Короткое задание 1:
Выпиши из строк ниже каждую, где встречается слово «dark».

──────── Исходный отрывок ────────

Они и нарисовали – примерно так, как представляли себе свой идеальный «гарвард», «принстон» и «чикаго юниверсити». «Место фабрики по значению займёт научный институт», «общество будущего будет не обществом производства товаров, а обществом производства знаний» и т.п. Там же рядом прижилась идея «конвергенции систем», т.е. что «общество будущего» возьмёт всё лучшее как из западной, так и из советской модели, но само не будет ни тем, ни другим. Ну и, конечно, всяческая мобильность, аутсорсинг, мир без границ, свободный обмен информацией и т.п.
Ессно, в контексте «биполярного мира» с его непрерывными информационными войнами, промышленным шпионажем, гонкой вооружений и отчаянной борьбой за ресурсы эти доктрины в равной степени били по обоим системам. Но по советской всё же больше, поскольку выбивали из-под неё её основную идеологическую базу, трансформируя приоритеты «прогресса» как такового. Но тем не менее, это был ещё не финал.
Развязка наступила в тот момент, когда на авансцену был выдвинут его величество Потребитель. «Потребительское общество», «общество массового благосостояния» — это, в определённый момент, тоже был такой западный ответ на советские «набросы» вроде «развитого социализма». Причём ради благого дела пришлось даже пожертвовать такой фундаментальной штукой, как «протестантская этика» им.Вебера, которая была заменена сначала этикой массового потребления, а затем и отранжирована Бодрийяром через логику потребления «престижного». Теперь модель экономики стала другая, анти-веберовская: раньше надо было много работать и мало потреблять – благодаря чему копить и расти, то в новой логике надо наоборот как можно больше тратить, причём иногда даже больше, чем зарабатываешь – выручит «потребительский кредит», «рассрочка платежа» и прочие финансовые пирамиды институты, лежащие на незыблемом фундаменте «рыночного оптимизма».

──────── Данные задания ────────

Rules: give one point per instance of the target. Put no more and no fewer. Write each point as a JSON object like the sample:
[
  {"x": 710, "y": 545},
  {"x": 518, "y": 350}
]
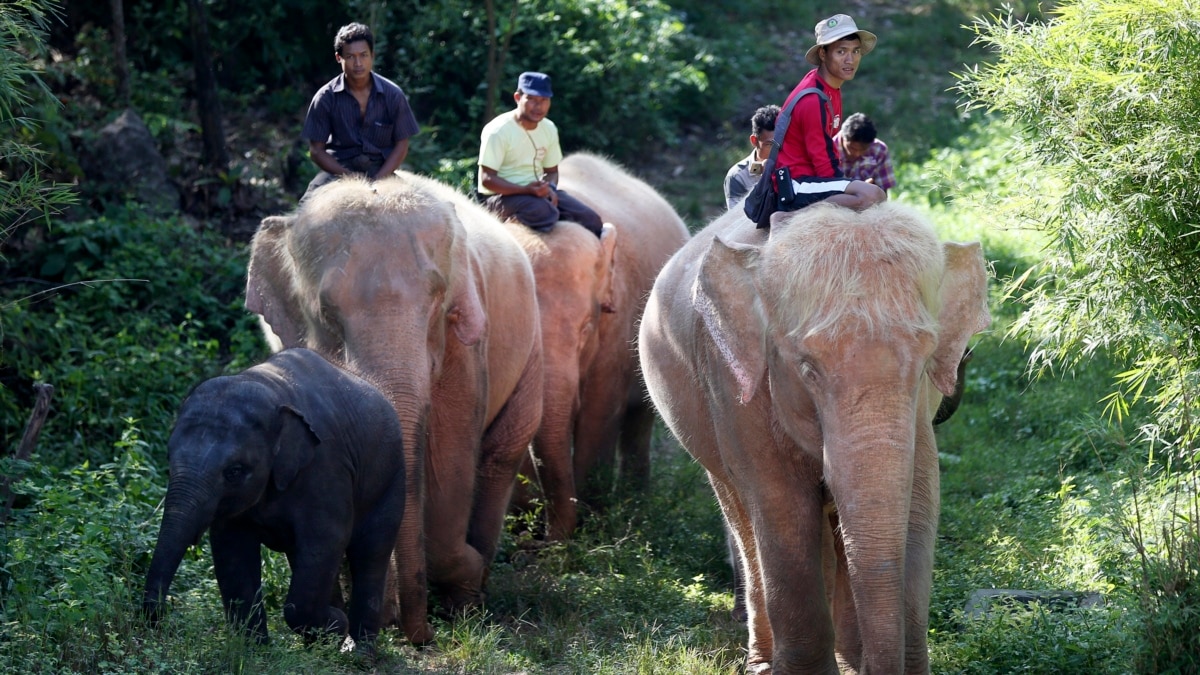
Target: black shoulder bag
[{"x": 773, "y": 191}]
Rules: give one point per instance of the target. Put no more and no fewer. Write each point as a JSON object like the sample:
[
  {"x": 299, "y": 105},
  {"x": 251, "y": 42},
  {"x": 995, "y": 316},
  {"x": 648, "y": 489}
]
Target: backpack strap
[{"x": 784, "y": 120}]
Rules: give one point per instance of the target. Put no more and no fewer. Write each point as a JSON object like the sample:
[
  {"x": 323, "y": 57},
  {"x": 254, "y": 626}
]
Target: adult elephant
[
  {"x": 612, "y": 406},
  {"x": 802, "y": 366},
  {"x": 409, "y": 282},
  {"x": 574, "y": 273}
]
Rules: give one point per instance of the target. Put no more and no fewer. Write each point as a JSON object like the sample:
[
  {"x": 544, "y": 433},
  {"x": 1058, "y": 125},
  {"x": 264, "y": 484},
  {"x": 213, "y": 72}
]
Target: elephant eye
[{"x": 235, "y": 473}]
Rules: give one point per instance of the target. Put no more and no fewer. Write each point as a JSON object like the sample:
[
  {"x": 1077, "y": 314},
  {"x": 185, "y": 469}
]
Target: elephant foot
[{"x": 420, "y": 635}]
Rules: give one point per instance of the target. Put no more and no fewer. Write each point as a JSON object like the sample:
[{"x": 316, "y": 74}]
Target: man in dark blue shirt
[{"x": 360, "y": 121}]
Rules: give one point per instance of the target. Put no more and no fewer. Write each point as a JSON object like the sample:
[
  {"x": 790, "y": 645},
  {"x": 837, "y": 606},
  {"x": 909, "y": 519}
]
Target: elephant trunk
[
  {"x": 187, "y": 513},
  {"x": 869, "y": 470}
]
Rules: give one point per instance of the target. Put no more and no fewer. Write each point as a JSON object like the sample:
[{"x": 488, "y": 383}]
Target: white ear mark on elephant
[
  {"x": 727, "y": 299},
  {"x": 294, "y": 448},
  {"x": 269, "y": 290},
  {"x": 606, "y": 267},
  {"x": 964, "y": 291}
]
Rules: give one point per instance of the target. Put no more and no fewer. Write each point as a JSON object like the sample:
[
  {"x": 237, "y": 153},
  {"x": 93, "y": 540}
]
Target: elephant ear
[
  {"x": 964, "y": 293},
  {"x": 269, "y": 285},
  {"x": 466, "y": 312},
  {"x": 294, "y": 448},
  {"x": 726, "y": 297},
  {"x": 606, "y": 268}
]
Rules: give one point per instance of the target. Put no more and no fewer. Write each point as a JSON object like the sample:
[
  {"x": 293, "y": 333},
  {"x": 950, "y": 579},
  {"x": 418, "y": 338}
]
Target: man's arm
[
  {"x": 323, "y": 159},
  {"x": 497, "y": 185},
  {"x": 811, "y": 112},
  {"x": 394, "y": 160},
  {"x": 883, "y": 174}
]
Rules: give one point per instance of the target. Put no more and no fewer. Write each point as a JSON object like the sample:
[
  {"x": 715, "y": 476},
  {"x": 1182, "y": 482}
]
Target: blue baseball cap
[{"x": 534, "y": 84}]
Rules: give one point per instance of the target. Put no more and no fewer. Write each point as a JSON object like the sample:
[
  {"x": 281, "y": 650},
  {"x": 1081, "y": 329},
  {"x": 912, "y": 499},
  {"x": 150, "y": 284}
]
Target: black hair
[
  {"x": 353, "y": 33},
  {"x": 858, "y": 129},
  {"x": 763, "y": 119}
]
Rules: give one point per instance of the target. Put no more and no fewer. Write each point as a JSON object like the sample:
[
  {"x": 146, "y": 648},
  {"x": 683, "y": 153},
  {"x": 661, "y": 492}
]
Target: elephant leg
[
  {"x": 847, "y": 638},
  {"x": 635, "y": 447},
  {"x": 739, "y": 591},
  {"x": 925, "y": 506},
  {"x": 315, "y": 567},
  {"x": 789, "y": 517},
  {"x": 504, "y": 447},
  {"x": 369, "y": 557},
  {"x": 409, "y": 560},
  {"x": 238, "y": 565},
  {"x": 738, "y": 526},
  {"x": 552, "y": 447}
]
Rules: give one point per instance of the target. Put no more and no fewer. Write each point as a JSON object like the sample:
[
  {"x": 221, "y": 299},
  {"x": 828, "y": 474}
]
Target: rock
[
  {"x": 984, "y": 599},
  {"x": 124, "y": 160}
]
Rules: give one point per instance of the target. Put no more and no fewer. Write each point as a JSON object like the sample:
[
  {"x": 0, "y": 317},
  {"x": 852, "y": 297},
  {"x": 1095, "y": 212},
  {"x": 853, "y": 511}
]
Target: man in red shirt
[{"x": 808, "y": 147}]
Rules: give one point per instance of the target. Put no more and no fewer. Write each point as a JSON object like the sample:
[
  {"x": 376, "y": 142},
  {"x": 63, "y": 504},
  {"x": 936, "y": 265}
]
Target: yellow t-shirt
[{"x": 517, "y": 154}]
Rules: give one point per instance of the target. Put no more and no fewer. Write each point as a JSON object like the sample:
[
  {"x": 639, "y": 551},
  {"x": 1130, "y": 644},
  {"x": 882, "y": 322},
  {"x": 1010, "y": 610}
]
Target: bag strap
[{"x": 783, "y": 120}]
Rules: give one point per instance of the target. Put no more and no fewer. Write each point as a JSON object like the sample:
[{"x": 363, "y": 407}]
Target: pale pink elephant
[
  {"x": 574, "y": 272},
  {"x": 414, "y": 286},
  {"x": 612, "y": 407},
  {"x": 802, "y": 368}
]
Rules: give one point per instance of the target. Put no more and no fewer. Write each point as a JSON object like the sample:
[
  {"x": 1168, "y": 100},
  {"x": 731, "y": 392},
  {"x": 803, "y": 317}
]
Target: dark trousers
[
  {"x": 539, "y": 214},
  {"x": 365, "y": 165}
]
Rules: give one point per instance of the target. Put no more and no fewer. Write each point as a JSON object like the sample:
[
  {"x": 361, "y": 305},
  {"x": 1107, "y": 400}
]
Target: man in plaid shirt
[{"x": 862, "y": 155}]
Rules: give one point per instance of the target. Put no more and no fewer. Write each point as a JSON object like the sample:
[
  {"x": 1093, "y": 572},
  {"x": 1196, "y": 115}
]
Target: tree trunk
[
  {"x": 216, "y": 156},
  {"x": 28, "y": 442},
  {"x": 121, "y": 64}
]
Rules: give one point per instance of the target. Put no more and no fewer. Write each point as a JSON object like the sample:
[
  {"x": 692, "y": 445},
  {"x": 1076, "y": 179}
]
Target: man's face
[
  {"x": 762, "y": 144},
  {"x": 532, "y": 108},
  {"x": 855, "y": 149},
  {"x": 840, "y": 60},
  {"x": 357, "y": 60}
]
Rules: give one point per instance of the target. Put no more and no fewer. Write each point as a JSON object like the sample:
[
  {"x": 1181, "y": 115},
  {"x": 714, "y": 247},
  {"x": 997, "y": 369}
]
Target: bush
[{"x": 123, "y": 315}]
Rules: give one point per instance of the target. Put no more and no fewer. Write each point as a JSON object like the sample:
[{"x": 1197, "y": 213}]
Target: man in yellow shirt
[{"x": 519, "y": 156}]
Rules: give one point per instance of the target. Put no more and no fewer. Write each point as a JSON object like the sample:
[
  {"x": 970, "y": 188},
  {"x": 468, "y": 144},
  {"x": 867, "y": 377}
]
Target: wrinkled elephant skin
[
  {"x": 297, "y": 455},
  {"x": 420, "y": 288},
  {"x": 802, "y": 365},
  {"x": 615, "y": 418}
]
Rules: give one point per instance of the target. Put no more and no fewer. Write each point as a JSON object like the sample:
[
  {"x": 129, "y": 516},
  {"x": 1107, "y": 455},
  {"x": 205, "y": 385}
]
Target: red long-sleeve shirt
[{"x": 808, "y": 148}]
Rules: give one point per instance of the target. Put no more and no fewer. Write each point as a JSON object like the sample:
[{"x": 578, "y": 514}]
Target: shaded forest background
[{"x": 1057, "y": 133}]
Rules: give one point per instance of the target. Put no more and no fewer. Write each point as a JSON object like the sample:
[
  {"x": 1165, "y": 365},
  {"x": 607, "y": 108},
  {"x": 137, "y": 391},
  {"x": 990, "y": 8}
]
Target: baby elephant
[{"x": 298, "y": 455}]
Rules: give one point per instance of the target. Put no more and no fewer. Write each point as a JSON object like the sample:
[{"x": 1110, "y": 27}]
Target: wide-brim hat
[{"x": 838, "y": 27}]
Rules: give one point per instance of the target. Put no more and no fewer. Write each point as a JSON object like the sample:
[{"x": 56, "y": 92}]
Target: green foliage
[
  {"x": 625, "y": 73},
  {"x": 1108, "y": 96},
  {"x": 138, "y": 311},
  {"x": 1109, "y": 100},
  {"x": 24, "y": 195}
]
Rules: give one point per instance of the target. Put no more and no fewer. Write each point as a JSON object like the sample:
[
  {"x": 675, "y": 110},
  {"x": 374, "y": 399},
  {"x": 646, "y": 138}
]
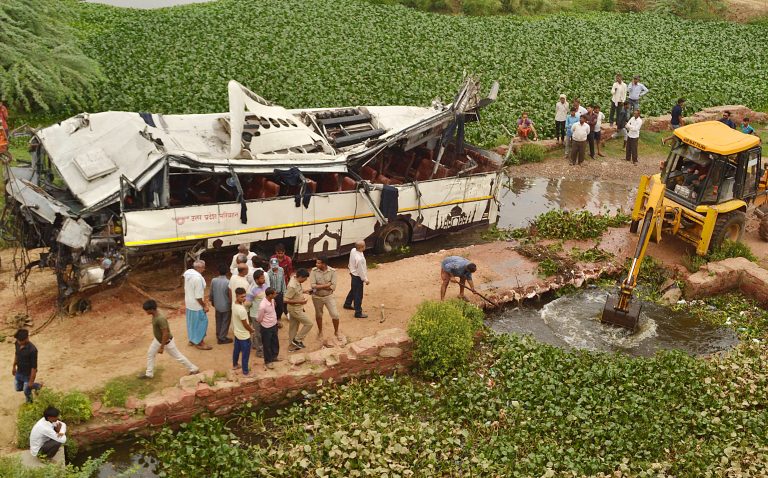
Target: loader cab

────────

Короткое задание 2:
Перепечатай приведённый выше отрывок о потребительском обществе целиком, слово в слово.

Готовый ответ 1:
Target: man in dark blue shirt
Target: dark trousers

Готовый ответ 2:
Они и нарисовали – примерно так, как представляли себе свой идеальный «гарвард», «принстон» и «чикаго юниверсити». «Место фабрики по значению займёт научный институт», «общество будущего будет не обществом производства товаров, а обществом производства знаний» и т.п. Там же рядом прижилась идея «конвергенции систем», т.е. что «общество будущего» возьмёт всё лучшее как из западной, так и из советской модели, но само не будет ни тем, ни другим. Ну и, конечно, всяческая мобильность, аутсорсинг, мир без границ, свободный обмен информацией и т.п.
Ессно, в контексте «биполярного мира» с его непрерывными информационными войнами, промышленным шпионажем, гонкой вооружений и отчаянной борьбой за ресурсы эти доктрины в равной степени били по обоим системам. Но по советской всё же больше, поскольку выбивали из-под неё её основную идеологическую базу, трансформируя приоритеты «прогресса» как такового. Но тем не менее, это был ещё не финал.
Развязка наступила в тот момент, когда на авансцену был выдвинут его величество Потребитель. «Потребительское общество», «общество массового благосостояния» — это, в определённый момент, тоже был такой западный ответ на советские «набросы» вроде «развитого социализма». Причём ради благого дела пришлось даже пожертвовать такой фундаментальной штукой, как «протестантская этика» им.Вебера, которая была заменена сначала этикой массового потребления, а затем и отранжирована Бодрийяром через логику потребления «престижного». Теперь модель экономики стала другая, анти-веберовская: раньше надо было много работать и мало потреблять – благодаря чему копить и расти, то в новой логике надо наоборот как можно больше тратить, причём иногда даже больше, чем зарабатываешь – выручит «потребительский кредит», «рассрочка платежа» и прочие финансовые пирамиды институты, лежащие на незыблемом фундаменте «рыночного оптимизма».